Give the records again in full, exactly as they are.

**DATASET:**
● ● ● ● ●

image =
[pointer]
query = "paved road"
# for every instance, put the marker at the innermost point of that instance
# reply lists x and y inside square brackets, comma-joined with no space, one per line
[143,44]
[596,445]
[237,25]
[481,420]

● ● ● ● ●

**FINAL ANSWER:**
image =
[pointer]
query = "paved road"
# for every instance, put the marker at the innermost point of that instance
# reply lists x and y inside square brackets, comma-joined with no space, one per line
[143,44]
[596,445]
[237,25]
[481,420]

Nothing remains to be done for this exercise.